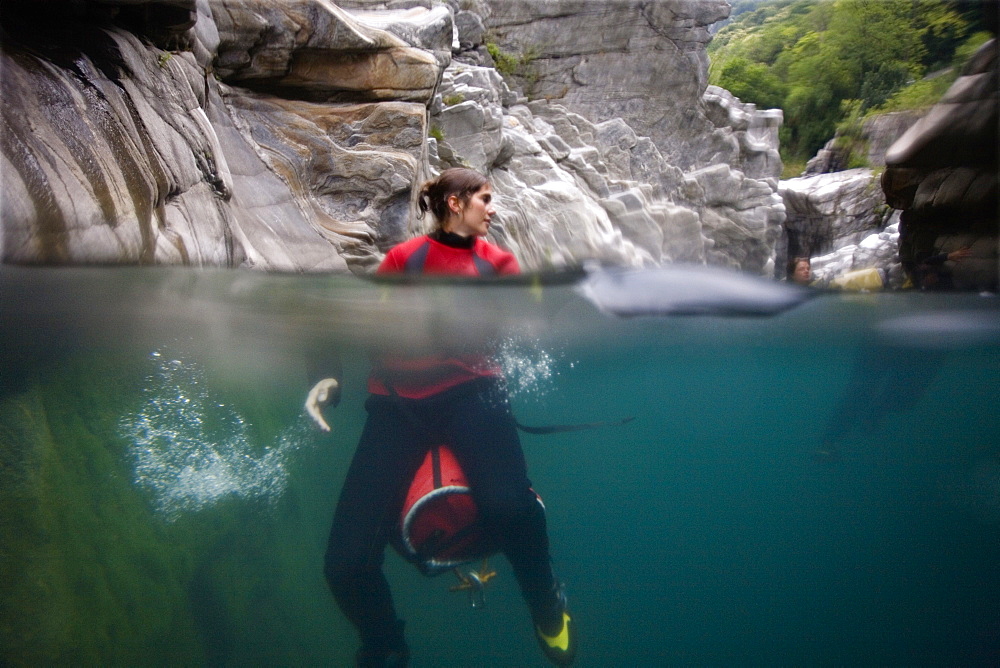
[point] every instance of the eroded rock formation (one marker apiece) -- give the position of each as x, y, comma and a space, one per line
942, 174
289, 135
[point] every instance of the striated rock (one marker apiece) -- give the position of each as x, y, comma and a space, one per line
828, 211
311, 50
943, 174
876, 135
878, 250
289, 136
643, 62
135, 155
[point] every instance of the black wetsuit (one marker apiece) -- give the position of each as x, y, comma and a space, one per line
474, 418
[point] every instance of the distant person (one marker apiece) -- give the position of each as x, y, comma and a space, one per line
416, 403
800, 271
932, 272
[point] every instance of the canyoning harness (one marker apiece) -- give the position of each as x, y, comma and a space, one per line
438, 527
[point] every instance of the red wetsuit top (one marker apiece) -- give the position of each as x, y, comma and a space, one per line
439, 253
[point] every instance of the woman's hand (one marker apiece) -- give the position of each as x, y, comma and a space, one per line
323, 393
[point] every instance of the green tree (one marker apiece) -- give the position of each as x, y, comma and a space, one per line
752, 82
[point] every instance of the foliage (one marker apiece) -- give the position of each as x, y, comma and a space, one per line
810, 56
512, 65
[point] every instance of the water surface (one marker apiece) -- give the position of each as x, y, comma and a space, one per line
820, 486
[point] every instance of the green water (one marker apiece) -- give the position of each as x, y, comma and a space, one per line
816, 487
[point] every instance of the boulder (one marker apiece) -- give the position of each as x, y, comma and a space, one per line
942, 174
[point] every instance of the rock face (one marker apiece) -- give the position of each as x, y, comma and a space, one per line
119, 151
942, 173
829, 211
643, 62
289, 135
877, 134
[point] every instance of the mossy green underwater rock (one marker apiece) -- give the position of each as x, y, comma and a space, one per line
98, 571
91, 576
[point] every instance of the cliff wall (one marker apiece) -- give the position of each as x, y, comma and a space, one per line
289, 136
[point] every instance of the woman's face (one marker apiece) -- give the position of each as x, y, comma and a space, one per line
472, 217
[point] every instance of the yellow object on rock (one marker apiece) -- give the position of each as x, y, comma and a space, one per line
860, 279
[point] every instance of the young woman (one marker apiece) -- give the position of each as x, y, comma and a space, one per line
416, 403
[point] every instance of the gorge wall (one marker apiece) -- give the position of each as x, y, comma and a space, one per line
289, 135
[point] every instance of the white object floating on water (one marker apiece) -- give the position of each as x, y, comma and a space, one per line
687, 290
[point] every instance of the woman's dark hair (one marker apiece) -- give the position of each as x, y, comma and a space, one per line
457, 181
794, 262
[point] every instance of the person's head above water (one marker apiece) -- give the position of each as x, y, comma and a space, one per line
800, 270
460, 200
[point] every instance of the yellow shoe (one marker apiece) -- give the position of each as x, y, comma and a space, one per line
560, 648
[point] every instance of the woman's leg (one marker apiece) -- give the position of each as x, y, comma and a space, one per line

——

- WHAT IS EXPECTED -
Give the data above again in full and unchanged, skipping the pictures.

- THE OUTPUT -
[point] every instance of the eroded rock formation (one marker apiece) -- give the position of each as x, y, comma and a space, one per line
942, 174
289, 135
[point] every instance of the striated rock (one marker apiece) -- give the position of each as x, y, comma and a space, one per line
828, 211
311, 50
943, 174
876, 135
878, 250
289, 136
643, 62
135, 155
[point] every instance of the black wetsuit (one marker apiece) -- give the position of each as x, y, comma and a space, one per line
474, 418
[point] every instance of the distant person (one marker apiece) -- give the position of each as x, y, comma and a space, one per line
416, 403
800, 271
932, 272
[point] every instance of the canyoning harness (one marker apiece) -- give the position of each as x, y, comma and a space, one per line
438, 527
[point] every instance of the red wetsuit top (one marker apiece) -- give the position of each as x, y, comma and a space, one per line
439, 253
[point] every instance of the woman's hand (one marker apiece) -- give the position of each as x, y, comma and a space, one per line
323, 393
[point] every instance of the green tree (one marker apiece) -- give the position of each as x, y, comma and a space, one per line
752, 82
[point] every instance of the foliage (one marker apiece) -- give the position of each as x, y, comma and a space, one per line
810, 56
512, 65
[point] every instance of the water surface (one marker apiece) -- give the position of each as x, y, comma and a space, one per line
820, 486
[point] every instance of the green water (one marker apiece) -- give the position of each as x, y, comma and a space, one per line
816, 487
[point] every instance of the boulder (one marker apiece) -- give the position of each as x, y, comma and a space, one per line
942, 174
[point] every instance of the rock face (one marker apiece) -- give the position of each as x, y, comma and a space, one per line
119, 151
942, 173
829, 211
643, 62
289, 135
877, 134
[point] every instance of the mossy green underwater rock (one marker apiece) -- give the position of each as x, y, comma and a space, one per line
98, 571
91, 576
[point] every instance of the cliff wall (one marker apiece) -- give the position of each as x, y, comma and a space, one per line
289, 136
[point] every instance of the woman's face (one marker apiece) -- give the position of each as x, y, comma and a space, one per line
472, 217
[point] every instance of the yellow object on rock (one marker apiece) -- give the position of each as x, y, comma and a space, one per line
860, 279
[point] every instance of the young woman (one marker apiece) -- give the position of each as x, y, comma and a space, one per line
416, 403
[point] every instance of the gorge wall (one marker apiece) -- give the position of each as x, y, comma and a space, one per line
289, 135
[point] every instance of the white object floating on water (one marker apiece) -- give the position of each as x, y, comma and a space, one per line
687, 290
[point] every instance of the woman's dark hair (one marker apiece) -- give the position of each as x, y, comma and a space, one per line
457, 181
794, 262
[point] every instance of the person's head above water (one marker apiece) -- give the position of each as x, y, comma and a space, one per line
800, 270
460, 200
[point] every instance of the yellow shoe (one marker apiece) -- give the position of each as x, y, comma and a space, one per line
560, 648
[point] every instance of the woman's leg (one marker apiece) -- give the position of each as x, y, comma and a space, one per line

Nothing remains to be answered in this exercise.